Once you reach the line containing "point: stone paving", reproduce it and every later line exactly, through the end of the data.

Content starts

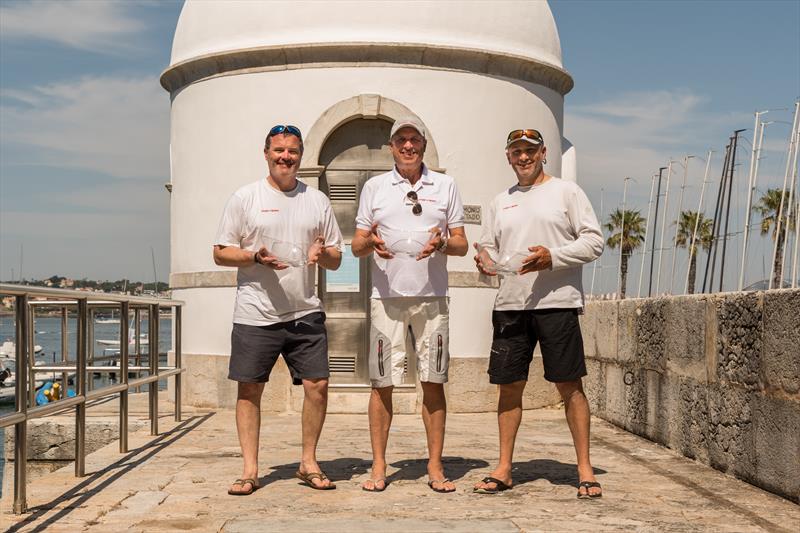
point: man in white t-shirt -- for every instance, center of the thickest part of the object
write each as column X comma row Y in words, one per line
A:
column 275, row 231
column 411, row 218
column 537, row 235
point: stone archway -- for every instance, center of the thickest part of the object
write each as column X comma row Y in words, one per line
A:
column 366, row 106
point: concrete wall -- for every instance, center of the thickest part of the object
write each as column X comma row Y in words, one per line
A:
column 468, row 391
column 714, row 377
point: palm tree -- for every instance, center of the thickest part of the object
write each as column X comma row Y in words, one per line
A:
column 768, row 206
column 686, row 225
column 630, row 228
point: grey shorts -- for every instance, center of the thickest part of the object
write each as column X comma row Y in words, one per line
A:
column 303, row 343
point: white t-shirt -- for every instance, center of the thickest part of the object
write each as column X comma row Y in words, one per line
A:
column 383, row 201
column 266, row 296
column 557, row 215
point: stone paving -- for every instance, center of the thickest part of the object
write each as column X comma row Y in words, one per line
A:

Content ends

FINAL ANSWER =>
point: stone paving -- for every instance, center of the thickest part of the object
write each as column X comma row Y in words, one per line
A:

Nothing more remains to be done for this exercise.